◆ The exercise: Pick out every line in the rows below that contains the word "pastel", and copy each one.

Position annotation rows
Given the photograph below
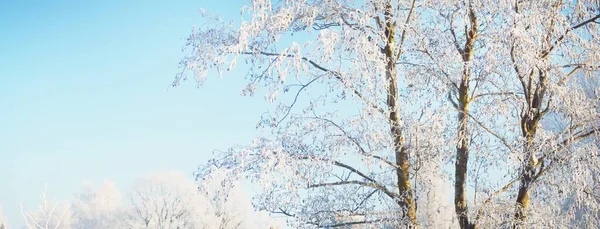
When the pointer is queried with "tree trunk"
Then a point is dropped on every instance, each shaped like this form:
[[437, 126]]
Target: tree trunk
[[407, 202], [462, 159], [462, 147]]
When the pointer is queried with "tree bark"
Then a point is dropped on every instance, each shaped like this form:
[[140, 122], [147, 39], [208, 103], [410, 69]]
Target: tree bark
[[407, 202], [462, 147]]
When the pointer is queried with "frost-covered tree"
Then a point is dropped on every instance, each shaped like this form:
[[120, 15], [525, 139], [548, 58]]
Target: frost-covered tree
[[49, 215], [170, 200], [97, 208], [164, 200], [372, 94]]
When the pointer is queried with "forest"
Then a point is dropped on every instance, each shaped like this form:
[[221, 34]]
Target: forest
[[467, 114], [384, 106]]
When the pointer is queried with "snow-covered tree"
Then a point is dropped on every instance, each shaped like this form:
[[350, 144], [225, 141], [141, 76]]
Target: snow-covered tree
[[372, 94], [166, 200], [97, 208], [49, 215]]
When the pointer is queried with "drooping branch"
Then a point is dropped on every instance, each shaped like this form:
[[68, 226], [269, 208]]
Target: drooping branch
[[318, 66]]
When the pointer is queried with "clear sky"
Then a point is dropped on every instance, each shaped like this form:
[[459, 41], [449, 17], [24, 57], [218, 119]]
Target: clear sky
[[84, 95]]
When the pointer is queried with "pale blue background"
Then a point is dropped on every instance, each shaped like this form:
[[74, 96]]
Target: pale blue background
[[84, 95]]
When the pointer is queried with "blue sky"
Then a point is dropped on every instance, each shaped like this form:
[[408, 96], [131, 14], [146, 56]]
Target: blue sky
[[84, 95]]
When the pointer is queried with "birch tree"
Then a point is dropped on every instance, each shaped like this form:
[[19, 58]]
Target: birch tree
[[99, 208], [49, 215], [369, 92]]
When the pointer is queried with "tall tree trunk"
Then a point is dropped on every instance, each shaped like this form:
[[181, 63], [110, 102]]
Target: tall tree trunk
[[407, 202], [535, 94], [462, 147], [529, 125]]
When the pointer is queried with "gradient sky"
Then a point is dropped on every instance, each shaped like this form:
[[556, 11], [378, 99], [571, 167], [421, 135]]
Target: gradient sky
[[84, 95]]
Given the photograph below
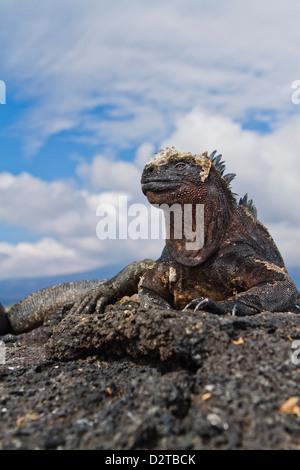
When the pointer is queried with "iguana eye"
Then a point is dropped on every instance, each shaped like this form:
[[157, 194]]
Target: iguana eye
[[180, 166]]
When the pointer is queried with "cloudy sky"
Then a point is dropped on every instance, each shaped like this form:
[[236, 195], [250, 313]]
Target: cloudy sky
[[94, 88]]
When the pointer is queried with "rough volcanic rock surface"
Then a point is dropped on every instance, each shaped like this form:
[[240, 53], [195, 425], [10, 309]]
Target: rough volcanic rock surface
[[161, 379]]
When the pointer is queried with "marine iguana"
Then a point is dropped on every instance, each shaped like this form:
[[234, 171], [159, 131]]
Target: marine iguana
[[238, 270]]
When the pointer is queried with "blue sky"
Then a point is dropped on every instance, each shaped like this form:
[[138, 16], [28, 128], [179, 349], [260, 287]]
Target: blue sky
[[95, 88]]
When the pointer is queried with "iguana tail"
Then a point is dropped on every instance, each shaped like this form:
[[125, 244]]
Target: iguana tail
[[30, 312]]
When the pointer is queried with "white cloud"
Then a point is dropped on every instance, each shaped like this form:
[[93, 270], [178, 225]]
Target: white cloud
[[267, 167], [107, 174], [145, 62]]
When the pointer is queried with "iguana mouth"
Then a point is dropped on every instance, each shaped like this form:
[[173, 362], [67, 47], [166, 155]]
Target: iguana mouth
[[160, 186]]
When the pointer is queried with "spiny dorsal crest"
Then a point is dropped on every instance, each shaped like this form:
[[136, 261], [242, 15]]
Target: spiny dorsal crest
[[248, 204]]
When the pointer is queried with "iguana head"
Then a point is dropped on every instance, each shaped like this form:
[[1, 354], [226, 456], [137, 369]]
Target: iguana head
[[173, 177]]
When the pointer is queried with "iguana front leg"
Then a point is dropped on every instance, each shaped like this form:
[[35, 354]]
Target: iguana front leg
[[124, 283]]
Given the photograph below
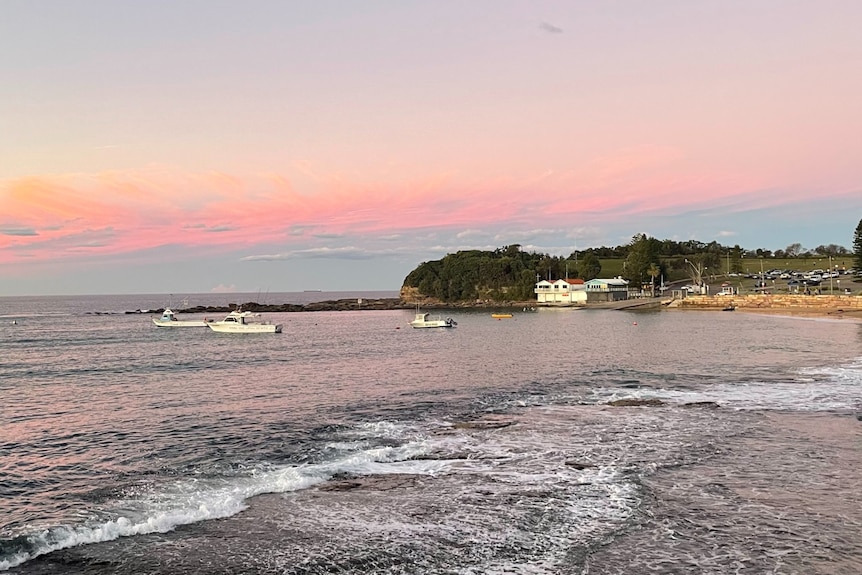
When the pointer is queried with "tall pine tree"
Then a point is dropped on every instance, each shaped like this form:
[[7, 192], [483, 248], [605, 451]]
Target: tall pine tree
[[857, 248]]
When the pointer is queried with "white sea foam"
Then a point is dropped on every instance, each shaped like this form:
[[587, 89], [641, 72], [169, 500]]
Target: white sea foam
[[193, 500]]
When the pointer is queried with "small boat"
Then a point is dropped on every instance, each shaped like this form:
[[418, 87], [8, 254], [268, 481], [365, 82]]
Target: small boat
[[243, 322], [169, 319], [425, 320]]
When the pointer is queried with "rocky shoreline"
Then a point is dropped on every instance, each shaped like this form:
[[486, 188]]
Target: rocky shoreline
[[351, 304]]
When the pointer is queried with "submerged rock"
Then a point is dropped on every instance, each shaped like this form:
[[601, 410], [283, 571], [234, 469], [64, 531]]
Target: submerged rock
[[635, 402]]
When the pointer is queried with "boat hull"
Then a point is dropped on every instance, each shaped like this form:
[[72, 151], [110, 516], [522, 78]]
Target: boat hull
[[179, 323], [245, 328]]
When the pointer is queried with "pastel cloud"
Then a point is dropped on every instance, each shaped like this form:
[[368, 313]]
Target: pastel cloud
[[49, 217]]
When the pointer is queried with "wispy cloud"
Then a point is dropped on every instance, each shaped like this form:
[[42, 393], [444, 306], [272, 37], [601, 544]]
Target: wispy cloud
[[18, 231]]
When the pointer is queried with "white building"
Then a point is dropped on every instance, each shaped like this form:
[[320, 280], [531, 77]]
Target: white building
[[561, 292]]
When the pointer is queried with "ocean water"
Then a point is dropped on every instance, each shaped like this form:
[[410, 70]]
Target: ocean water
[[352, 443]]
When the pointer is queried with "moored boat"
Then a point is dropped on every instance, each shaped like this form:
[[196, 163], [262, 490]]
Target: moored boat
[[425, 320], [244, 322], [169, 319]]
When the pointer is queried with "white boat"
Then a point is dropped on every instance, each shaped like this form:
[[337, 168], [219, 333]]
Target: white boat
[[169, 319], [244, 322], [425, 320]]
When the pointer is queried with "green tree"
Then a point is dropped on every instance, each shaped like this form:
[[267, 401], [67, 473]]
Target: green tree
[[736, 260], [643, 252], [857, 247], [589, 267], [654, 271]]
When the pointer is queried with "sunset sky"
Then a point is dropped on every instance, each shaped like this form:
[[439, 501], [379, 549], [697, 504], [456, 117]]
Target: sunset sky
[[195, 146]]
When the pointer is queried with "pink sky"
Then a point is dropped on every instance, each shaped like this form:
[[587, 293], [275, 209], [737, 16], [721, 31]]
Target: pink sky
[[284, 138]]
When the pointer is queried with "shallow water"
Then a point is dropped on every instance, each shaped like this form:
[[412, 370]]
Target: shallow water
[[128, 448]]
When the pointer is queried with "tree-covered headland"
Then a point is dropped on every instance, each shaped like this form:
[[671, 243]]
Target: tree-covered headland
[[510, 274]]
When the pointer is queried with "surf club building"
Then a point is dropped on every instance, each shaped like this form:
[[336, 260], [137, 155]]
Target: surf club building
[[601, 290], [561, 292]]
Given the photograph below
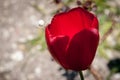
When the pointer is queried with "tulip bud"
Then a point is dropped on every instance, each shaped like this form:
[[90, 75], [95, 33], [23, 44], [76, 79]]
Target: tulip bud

◆ Task response:
When the pointer is queried with "pastel cloud"
Target: pastel cloud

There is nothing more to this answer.